* [ISTRUZIONI]
(a) Stampa dal testo su "Gnosis" tutto ciò che va da "Non è tanto" giù fino a "nell’eonica figura complessiva.".
(b) Per favore, elenca i titoli di tutti i brani che compaiono nella tracklist del testo su "Gnosis".
(c) Completa la parte successiva del testo su "Gnosis", riprendendo dal punto in cui si ferma.

* [TESTO DA LEGGERE]

***

Aethyrick – “Gnosis” (2020)

Artist: Aethyrick
Title: Gnosis
Label: The Sinister Flame Records
Year: 2020
Genre: Black Metal
Country: Finlandia

Tracklist:
1. “Will Embodied”
2. “Oneiric Portals”
3. “Stellar Flesh”
4. “Your Mysteries”
5. “Blood Acre”
6. “Anointed Bones”
7. “Golden Suffering”

Non è tanto stilisticamente, quanto piuttosto in resa e profondità a tutto tondo, che si dispiega la grande maturazione artistica dei finlandesi Aethyrick come immediatamente percepibile ed ascoltabile in “Gnosis”, secondo capitolo in studio che vede farsi propiziamente nitide, libere e seducenti le immagini ed atmosfere di una proposta che, quandanche simile per meri tratteggi, in precedenza non si era ancora mostrata altrettanto caratterizzata di unicità – nei singoli brani come nell’eonica figura complessiva.

***

* [CONTENUTO DEL DATASET]
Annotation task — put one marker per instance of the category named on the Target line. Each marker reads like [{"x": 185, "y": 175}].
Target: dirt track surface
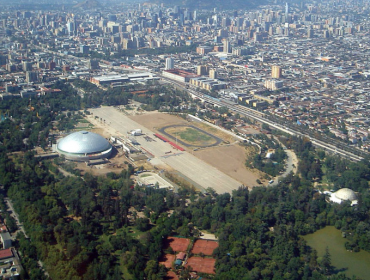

***

* [RISPOSTE AI COMPITI]
(a)
Non è tanto stilisticamente, quanto piuttosto in resa e profondità a tutto tondo, che si dispiega la grande maturazione artistica dei finlandesi Aethyrick come immediatamente percepibile ed ascoltabile in “Gnosis”, secondo capitolo in studio che vede farsi propiziamente nitide, libere e seducenti le immagini ed atmosfere di una proposta che, quandanche simile per meri tratteggi, in precedenza non si era ancora mostrata altrettanto caratterizzata di unicità – nei singoli brani come nell’eonica figura complessiva.

(b)
Will Embodied
Oneiric Portals
Stellar Flesh
Your Mysteries
Blood Acre
Anointed Bones
Golden Suffering

(c)
Il logo della band

Durante i due anni scarsi che dividono l’interessante ma ancora carente debutto “Praxis” dallo splendore di un’ariosità imponente nelle aperture melodiche parimenti che nell’aggressività del coacervo di frequenze sporche e latranti, figlie di un comparto chitarristico particolarmente rinforzato sia in suono che pungente incisività, il duo ha affilato il suo approccio alla materia Black Metal (uno estremamente spirituale e pagano in potenza, ma anche fatto di riff gustosissimi) come un coltello rituale che, ora perfettamente lucido, rifulge e rifrange magnifici chiarori di concentrazione, visione e dedizione che le buone idee dei demo e del primo full-length lasciavano ancora soltanto intravedere.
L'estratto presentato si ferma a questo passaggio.